═══ 本文抜粋 ═══

【入門編】データ分析の第一歩 〜 データ収集 3つのコツ〜

こんにちは、キカガクでデータサイエンスや機械学習の講師をしている和泉です。日々講義をしていると、受講生の方からこんな相談を多く受けます。

A さん

社内にたくさんデータはあるのですが、どう分析をはじめたらよいのかわかりません。
これからデータを収集しようと思うのですが、どうやって集めればよいでしょうか?

B さん

データ分析プロジェクトを立ち上げた、もしくはこれから立ち上げようとしている方にとって、これらの疑問は誰しもが通る道です。
弊社でも実データを分析するプロジェクトを実施する中で、これらの疑問への対策を試行錯誤してきました。本記事では 3 つのコツを紹介します。この記事を読んで、ぜひデータ分析の第一歩を踏み出してください。

データありきのアプローチはダメ

まず、大前提として「社内にデータがあるから、データ分析できる!(しかも、勘と経験を上回るような成果が出る)」というアプローチはうまくいきません。

昨今のデータサイエンスの流行により、華々しい成果を耳にすることも多いですが、それらは全て綿密な設計と仮説をもとにデータ収集や分析を行っています。

とりあえず社内に溜まっているデータを分析してみることから、そういった驚くべき知見が出てくるということは、ほとんどないと思った方が良いでしょう。

═══

**課題 1**
エントリーの中から、「flat」という語を含む行をすべて抜き出してください。
次に示すエントリーは、データ収集の記事とは無関係です。

═══ データ抜粋 ═══

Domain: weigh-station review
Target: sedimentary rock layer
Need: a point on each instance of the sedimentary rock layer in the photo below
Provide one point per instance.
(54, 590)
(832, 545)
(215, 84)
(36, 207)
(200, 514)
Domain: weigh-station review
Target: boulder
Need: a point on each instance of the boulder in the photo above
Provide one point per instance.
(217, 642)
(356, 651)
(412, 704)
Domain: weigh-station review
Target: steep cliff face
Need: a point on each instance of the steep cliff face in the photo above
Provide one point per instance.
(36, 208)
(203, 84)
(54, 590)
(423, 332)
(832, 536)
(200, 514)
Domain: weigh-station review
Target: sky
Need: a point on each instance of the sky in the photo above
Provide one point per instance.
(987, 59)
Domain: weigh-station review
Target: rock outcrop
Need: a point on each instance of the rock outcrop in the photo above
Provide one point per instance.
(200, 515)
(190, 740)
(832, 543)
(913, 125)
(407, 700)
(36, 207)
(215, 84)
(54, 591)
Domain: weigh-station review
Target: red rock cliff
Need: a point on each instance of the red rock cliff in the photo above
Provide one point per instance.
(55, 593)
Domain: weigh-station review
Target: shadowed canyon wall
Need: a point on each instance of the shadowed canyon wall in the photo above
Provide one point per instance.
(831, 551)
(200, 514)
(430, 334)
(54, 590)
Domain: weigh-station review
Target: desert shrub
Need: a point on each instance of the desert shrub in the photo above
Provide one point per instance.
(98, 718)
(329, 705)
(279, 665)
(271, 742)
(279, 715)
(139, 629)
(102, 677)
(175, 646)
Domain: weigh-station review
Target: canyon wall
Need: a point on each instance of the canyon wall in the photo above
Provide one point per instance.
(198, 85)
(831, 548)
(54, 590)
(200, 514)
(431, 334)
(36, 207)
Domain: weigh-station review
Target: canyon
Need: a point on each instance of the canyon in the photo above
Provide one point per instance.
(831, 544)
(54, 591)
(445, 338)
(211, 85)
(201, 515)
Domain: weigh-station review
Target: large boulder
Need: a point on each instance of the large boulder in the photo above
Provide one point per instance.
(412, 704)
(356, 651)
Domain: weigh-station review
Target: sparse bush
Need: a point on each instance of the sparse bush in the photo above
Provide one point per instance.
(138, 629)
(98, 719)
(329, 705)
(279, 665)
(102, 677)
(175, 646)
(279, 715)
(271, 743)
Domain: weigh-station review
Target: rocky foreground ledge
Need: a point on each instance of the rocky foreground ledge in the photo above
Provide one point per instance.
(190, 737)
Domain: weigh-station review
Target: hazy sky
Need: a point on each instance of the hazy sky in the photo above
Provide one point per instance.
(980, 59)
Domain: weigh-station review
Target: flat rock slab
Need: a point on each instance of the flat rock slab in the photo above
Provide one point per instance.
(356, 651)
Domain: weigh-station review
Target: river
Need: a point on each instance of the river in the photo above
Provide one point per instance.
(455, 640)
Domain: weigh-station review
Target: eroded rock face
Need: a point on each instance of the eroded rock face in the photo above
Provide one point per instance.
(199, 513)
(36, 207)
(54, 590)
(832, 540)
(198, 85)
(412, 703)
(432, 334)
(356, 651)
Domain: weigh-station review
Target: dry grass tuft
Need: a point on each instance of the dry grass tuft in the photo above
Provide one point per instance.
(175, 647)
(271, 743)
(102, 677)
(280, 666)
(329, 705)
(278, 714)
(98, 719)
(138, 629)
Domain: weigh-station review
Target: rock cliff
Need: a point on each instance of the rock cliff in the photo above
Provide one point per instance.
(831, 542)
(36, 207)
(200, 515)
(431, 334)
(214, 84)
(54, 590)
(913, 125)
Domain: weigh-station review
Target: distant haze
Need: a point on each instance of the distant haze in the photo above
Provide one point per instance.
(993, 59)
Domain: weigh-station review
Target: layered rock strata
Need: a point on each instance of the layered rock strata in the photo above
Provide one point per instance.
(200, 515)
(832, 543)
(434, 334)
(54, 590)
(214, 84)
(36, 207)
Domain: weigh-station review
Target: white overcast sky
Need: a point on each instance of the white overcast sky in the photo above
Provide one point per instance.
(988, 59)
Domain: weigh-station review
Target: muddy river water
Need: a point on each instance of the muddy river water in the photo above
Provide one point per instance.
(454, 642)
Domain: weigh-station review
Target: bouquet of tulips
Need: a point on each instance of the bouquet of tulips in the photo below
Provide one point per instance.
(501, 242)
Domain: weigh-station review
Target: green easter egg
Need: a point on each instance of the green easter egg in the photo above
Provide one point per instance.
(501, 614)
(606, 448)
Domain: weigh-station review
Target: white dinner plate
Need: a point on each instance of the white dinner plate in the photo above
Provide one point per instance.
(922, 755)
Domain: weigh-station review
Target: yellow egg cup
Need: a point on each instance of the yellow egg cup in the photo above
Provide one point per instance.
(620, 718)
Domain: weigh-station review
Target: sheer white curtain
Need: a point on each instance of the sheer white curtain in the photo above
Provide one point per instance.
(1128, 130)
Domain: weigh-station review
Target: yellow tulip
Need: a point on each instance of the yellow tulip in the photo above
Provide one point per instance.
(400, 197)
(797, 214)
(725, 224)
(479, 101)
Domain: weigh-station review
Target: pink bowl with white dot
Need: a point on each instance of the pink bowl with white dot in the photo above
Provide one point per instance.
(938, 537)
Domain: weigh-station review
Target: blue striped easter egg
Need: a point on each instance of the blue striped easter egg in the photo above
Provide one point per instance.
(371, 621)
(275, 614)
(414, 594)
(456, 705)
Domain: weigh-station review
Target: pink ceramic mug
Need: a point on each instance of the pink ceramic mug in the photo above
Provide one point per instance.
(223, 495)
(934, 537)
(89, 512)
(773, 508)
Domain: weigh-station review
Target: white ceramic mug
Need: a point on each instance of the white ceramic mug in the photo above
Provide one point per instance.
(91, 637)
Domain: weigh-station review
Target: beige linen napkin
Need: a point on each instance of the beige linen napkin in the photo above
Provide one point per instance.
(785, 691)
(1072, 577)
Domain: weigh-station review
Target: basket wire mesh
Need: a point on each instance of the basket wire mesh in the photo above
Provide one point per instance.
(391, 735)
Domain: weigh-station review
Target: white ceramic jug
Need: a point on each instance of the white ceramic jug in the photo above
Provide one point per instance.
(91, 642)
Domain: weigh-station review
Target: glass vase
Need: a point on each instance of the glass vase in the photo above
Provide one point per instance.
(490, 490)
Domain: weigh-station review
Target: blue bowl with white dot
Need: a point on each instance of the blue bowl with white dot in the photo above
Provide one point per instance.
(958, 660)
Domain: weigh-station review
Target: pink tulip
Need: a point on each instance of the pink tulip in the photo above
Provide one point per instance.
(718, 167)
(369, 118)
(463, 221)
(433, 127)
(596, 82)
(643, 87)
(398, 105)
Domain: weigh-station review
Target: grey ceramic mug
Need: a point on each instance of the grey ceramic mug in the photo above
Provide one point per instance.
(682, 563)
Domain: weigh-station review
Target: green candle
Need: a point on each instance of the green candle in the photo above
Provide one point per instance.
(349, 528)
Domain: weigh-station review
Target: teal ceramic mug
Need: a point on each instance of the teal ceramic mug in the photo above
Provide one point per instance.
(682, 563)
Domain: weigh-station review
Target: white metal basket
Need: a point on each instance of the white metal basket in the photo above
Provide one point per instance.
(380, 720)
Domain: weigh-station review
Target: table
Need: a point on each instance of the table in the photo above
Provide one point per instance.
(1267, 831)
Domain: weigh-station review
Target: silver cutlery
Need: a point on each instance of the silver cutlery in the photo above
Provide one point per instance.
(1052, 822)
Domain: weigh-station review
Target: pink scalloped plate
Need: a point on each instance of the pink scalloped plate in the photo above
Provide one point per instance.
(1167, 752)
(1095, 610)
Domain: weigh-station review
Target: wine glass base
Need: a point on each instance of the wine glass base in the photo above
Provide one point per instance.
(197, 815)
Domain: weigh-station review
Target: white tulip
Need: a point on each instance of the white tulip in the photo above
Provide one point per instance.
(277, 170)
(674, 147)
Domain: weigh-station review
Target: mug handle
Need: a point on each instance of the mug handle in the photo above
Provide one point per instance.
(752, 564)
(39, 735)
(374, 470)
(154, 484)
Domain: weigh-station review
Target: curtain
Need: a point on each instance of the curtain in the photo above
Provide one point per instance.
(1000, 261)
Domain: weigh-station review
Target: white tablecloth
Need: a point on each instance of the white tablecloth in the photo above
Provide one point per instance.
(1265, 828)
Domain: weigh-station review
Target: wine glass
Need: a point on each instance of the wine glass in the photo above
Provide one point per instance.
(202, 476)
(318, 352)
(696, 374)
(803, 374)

═══

**課題 2**
データ収集の記事に出てくるカタカナ表記の語を、重複を除いてすべて挙げてください。

**解答結果 1**
Target: flat rock slab
Need: a point on each instance of the flat rock slab in the photo above

**解答結果 2**
データ、コツ、キカガク、データサイエンス、プロジェクト、アプローチ、ダメ